Text excerpt:
Returning to multilateralism

Richard BALDWIN:
The open rules-based multilateral trading system was wonderful and did amazing things in the post-war period. It increased prosperity and decreased world poverty while also allowing the emerging markets to rise without major issues. Trump broke it. Until December 2017, the world trading system was making progress. Starting in February 2018, the Trump Administration started a war on trade, putting tariffs on many products from many different countries, including our allies. These countries retaliated and the Trump Administration later turned to a forceful US-China trade war which actually accelerated during the 2020 presidential campaign to involve all sorts of things that were damaging to confidence in the open, rules-based system.

We really need multilateral cooperation right now in 2021 for two, year-defining reasons. First, we need the trade system and multilateral trust and cooperation to fight the pandemic. Second, we have to fight this incredibly deep, broad and synchronized global recession. Although fighting a recession requires changes in domestic policy, international cooperation can help.

Reasons for opposition to trade in the U.S.

Biden's constraints are deep and real. Decades of globalization were great for the US as a whole but they created winners and losers. As Pascal Lamy said it so eloquently, trade works because it's painful and it's painful because it works. That is, trade leads to reallocation of resources within countries and more efficient economies as a whole but it also creates winners and losers. The lack of systemic domestic policies to help the losers in the US adjust created deep resentment in US working-class voters. Both automation and globalization were at fault, but trade is easier to blame than robots, so in the US a consensus has emerged that globalization is a problem. Moreover, Trump's incessant attacks on multilateralism, trade and foreigners created a new rallying point for US politics that is now bipartisan and deeply-held.

It's important to understand how real this is. Brookings has analyzed the malaise in the US working class and the basis of it. Real median hourly wages in the US have been flat since 1970, and particularly since 1990. If you are in the middle of the income scale in the United States, you do not think things are working. The UK is a little bit better but if you go to say France or Japan or many other G7 countries, this has not been the case; there's been a relatively widespread sharing of the prosperity.

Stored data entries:
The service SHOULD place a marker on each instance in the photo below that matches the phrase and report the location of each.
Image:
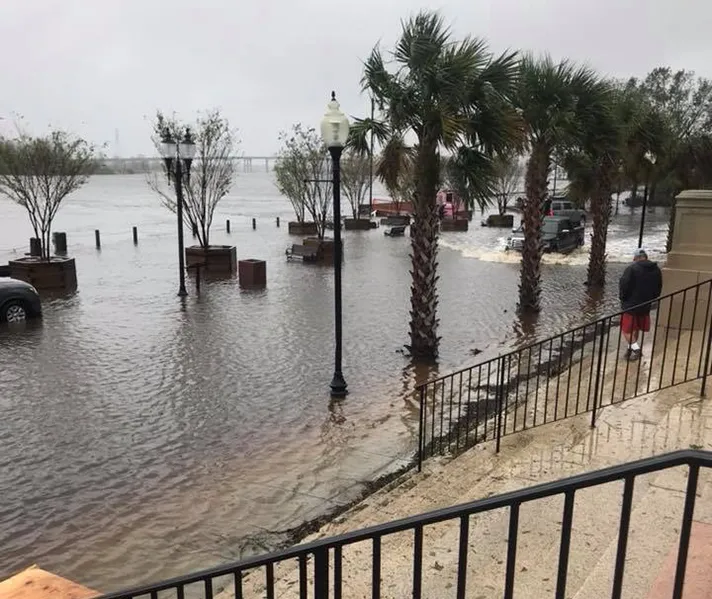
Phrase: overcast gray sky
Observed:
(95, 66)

Required action A: In the excerpt on multilateralism, since when have real median hourly wages in the US been flat?
Required action B: Retype the part of the excerpt on multilateralism from "Returning to multilateralism" up to and including "open, rules-based system.".

Your response A: Since 1970, and particularly since 1990.

Your response B:
Returning to multilateralism

Richard BALDWIN:
The open rules-based multilateral trading system was wonderful and did amazing things in the post-war period. It increased prosperity and decreased world poverty while also allowing the emerging markets to rise without major issues. Trump broke it. Until December 2017, the world trading system was making progress. Starting in February 2018, the Trump Administration started a war on trade, putting tariffs on many products from many different countries, including our allies. These countries retaliated and the Trump Administration later turned to a forceful US-China trade war which actually accelerated during the 2020 presidential campaign to involve all sorts of things that were damaging to confidence in the open, rules-based system.